Stored records
━━━━━━━━━━━━━━━━━━━━━━━━━━━━━━
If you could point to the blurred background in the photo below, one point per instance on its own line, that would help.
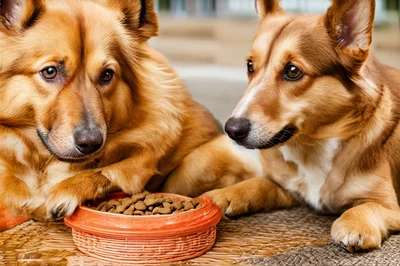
(207, 42)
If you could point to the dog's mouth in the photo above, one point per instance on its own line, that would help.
(281, 137)
(70, 157)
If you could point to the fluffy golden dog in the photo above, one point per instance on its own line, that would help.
(87, 107)
(324, 114)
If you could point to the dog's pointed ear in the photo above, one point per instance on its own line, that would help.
━━━━━━━━━━━━━━━━━━━━━━━━━━━━━━
Reproduce all of the material exactly, apart from the pictures.

If you could point to the blurred background in the photo below, one point per instance on its own line, that would help.
(207, 42)
If you could point to the dog's mouth in the photo above, one point per instance on its own line, that would help.
(281, 137)
(70, 157)
If you could point to the fluffy golden dog in the photo above, one point per instance on its own line, that would help.
(87, 107)
(324, 114)
If you could point to the dog's pointed ear in the photo above, one point per instance on its own line, that would help.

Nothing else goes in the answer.